LIST OF TASKS —
(A) Print the passage of the article on Annette Cruz and Thatyana Morales starting at "Posted May 3, 2019" and ending at "with cancer together.".
(B) Continue the article on Annette Cruz and Thatyana Morales from the point where it stops.

SELECTED EXTRACT —
Posted May 3, 2019

Mom, daughter face cancer, conquer degrees together

Annette Cruz and Thatyana Morales, mother and daughter, faced Cruz's cancer together. This month, they'll celebrate earning bachelor's degrees together.

Annette Cruz and Thatyana Morales
Photography By: 
Joseph V. Labolito
Annette Cruz, left, and daughter Thatyana Morales, right, will mark a special moment together at graduation, as both earn degrees after weathering the storm of Cruz’s battle with cancer together.

No one can predict the struggles they’ll face on their journey through Temple University. But for Thatyana Morales and her mother, Annette Cruz, late nights and deadlines were the least of their worries.
Together, the graduating seniors—Morales with a bachelor’s in computer science and Cruz with one in English with a focus on creative writing—faced Cruz’s metastatic breast cancer.

The day Cruz was accepted to Temple, the disease she struggled with 10 years prior had resurfaced. But she was not going to let cancer slow her down. On her first day of class, Cruz had a biopsy, telling her doctor, “Please hurry up. It’s my first day of class, and I really need to be there.”

Early in that first semester, doctors discovered that Cruz’s breast cancer had spread to her lungs. She could either work or go to school as she underwent intense treatment, but not both, they told her. 

She chose school. 

“I don’t want to look at how serious this is,” Cruz told her doctor. “I want to look at my goals—I’m graduating.”

While taking classes, Cruz began a regimen of chemotherapy and surgeries that would have put most people out of commission, but not her. Her strong will, however, sometimes caused her to butt heads with Morales, her daughter, who worked toward her degree at the same time.

She’s a warrior. She’s at the center of my Temple experience. Not what I expected when I started here."
-- Thatyana Morales, Class of 2019

“Once, my pain was so bad that Thatyana refused to take me to school. I said, ‘Drive me to school or you’ll be punished until kingdom come!’” Annette recounted. 

“She pulls that card a lot,” Morales added. “What can I do?”

DATA SUPPLIED —
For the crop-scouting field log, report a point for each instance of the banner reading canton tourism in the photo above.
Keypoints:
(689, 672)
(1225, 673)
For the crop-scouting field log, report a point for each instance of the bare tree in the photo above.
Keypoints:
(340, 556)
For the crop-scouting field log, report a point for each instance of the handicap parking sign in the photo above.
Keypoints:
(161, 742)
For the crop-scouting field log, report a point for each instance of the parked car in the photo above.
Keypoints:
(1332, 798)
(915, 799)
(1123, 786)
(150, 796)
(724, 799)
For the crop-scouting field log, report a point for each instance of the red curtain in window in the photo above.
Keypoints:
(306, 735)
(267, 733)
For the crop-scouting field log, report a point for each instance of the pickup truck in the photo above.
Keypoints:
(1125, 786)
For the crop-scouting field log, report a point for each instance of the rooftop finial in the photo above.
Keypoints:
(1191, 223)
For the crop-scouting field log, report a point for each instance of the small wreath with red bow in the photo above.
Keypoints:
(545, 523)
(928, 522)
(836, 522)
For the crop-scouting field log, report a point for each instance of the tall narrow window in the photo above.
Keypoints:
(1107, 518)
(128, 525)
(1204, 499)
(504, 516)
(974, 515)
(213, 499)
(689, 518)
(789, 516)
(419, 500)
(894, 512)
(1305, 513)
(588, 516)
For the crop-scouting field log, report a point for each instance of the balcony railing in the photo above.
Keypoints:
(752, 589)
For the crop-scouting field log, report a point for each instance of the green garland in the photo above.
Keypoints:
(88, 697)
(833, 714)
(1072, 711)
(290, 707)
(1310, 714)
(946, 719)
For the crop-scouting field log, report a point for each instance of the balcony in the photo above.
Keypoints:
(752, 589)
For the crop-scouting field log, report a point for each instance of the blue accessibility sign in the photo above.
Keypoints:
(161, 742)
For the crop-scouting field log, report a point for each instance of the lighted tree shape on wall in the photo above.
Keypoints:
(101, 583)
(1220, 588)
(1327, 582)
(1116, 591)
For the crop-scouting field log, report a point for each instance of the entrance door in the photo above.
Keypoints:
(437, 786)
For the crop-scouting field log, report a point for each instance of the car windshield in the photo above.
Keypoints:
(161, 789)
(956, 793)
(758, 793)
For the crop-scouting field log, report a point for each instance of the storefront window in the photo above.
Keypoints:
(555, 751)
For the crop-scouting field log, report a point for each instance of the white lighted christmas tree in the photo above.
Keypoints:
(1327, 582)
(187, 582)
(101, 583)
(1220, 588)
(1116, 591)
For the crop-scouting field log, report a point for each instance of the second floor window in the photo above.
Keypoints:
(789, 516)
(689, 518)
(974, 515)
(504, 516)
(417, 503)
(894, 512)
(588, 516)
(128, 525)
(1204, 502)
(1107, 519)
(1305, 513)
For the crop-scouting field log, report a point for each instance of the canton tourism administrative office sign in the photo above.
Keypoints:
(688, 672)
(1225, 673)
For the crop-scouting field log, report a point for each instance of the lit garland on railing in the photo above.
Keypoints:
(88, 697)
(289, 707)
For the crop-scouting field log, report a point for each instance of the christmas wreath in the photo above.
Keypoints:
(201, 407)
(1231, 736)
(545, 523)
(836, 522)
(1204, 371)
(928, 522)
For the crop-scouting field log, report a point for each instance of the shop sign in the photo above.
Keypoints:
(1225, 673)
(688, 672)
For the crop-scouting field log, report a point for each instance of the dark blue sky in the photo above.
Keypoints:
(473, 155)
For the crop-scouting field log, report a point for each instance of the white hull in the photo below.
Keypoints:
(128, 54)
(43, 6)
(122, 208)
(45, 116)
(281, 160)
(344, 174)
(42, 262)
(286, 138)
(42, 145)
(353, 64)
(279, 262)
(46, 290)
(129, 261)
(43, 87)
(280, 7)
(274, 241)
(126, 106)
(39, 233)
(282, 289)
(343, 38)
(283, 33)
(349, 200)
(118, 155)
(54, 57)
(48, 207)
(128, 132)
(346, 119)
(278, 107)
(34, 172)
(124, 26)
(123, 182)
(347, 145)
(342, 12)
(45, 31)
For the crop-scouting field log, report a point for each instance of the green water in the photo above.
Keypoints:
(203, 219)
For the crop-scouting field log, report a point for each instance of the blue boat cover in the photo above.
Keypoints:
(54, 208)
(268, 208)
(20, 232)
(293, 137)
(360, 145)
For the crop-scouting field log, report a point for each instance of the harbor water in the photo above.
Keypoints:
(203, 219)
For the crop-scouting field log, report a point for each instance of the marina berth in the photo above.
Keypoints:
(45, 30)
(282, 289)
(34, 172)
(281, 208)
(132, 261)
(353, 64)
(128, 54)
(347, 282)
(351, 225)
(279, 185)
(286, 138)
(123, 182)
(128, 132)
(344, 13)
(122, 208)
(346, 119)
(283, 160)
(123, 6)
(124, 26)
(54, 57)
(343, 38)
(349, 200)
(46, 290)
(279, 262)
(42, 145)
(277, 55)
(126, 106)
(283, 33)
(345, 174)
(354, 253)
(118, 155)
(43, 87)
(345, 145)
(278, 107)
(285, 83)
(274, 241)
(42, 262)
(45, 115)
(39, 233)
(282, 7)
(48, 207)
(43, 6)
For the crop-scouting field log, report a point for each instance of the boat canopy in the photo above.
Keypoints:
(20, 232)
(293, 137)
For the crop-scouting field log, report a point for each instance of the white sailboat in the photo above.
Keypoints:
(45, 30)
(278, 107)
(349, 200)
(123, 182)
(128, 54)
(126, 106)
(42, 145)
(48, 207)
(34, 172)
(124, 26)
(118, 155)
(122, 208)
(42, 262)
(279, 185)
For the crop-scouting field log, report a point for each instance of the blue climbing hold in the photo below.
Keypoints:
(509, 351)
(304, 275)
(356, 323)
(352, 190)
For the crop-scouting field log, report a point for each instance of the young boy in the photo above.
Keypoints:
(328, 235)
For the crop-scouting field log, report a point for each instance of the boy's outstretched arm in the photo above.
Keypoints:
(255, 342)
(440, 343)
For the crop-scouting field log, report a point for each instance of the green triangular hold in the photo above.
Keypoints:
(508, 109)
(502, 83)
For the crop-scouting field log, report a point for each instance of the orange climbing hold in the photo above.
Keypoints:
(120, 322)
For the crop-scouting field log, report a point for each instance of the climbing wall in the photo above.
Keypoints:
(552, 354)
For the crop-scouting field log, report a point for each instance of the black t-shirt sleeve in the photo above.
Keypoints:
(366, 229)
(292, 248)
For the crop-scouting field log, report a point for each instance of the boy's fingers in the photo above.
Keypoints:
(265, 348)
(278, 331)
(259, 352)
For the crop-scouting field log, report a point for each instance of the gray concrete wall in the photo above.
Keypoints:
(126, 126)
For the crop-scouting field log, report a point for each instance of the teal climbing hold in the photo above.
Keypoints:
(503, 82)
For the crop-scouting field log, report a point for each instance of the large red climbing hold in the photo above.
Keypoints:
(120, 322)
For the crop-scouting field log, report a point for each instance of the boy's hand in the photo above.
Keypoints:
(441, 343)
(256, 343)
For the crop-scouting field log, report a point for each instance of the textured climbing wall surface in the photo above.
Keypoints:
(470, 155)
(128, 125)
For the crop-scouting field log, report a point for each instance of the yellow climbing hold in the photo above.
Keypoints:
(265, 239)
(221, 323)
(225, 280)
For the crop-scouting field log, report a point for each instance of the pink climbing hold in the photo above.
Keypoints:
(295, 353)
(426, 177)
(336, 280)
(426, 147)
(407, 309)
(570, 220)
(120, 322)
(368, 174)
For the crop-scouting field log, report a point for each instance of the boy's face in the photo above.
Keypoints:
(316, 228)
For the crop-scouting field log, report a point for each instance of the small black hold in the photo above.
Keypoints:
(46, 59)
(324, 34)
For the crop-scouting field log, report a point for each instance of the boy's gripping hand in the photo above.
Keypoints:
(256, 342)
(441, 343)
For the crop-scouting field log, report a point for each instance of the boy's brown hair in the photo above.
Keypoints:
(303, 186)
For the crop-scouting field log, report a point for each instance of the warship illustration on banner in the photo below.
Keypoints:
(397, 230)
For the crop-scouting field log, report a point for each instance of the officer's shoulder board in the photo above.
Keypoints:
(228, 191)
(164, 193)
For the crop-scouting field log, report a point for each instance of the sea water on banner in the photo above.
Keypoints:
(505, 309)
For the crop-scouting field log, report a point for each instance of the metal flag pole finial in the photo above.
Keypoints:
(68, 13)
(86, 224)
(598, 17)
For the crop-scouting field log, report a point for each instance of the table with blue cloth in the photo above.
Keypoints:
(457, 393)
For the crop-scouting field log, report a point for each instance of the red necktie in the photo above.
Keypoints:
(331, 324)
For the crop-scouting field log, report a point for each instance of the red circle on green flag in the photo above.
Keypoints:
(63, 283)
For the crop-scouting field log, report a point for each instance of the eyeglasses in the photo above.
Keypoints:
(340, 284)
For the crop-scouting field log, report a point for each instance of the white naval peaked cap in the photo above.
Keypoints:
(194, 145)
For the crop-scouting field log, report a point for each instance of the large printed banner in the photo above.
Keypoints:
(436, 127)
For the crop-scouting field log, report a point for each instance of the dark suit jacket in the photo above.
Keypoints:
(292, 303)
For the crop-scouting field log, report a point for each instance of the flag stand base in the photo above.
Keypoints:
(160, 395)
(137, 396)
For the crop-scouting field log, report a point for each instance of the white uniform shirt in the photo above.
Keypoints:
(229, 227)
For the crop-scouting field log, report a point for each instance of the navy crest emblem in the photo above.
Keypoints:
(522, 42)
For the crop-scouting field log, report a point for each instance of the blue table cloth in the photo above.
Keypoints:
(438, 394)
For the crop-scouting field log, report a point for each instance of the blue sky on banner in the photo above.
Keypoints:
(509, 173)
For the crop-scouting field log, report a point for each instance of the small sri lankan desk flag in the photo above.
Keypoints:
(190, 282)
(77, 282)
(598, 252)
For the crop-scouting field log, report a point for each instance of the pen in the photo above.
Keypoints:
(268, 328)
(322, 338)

OUTPUTS BY TASK —
(A)
Posted May 3, 2019

Mom, daughter face cancer, conquer degrees together

Annette Cruz and Thatyana Morales, mother and daughter, faced Cruz's cancer together. This month, they'll celebrate earning bachelor's degrees together.

Annette Cruz and Thatyana Morales
Photography By: 
Joseph V. Labolito
Annette Cruz, left, and daughter Thatyana Morales, right, will mark a special moment together at graduation, as both earn degrees after weathering the storm of Cruz’s battle with cancer together.

(B)
As a caregiver and daughter, Morales felt the weight of cancer, too, and began falling behind in some of her classes. Motivated by her mother’s tenacity, she wasn’t going to let anything get in her way.

“She’s a warrior,” said Morales, who will be the student speaker at the College of Science and Technology’s graduation ceremony. “She’s at the center of my Temple experience. Not what I expected when I started here.” 

After graduation, the journey will continue for the two. Cruz is looking to pursue a master’s in creative writing. She will also continue volunteering at the Kensington neighborhood library where she teaches writing skills to children in her area.

“These kids really need guidance. I want to create workshops and offer them to schools to help kids learn,” Cruz said. “And of course, drag my daughter in with me as well.”
Morales will continue school after graduation in May, working toward a master’s through the College of Science and Technology’s 4+1 computer science program. She will also begin working full-time at Protiviti, a global consulting firm where she interned last summer. One of her research projects at Temple, which used smart watches and machine learning to help people quit smoking, is motivated by—like her mother’s work—a strong desire to help people. 

Their journey is far from over, but the mother and daughter agree their experiences at Temple made them stronger.  

”We didn’t do it alone,” said Cruz. “It was family and a crowd of Temple people that helped and pushed us both to be our best.”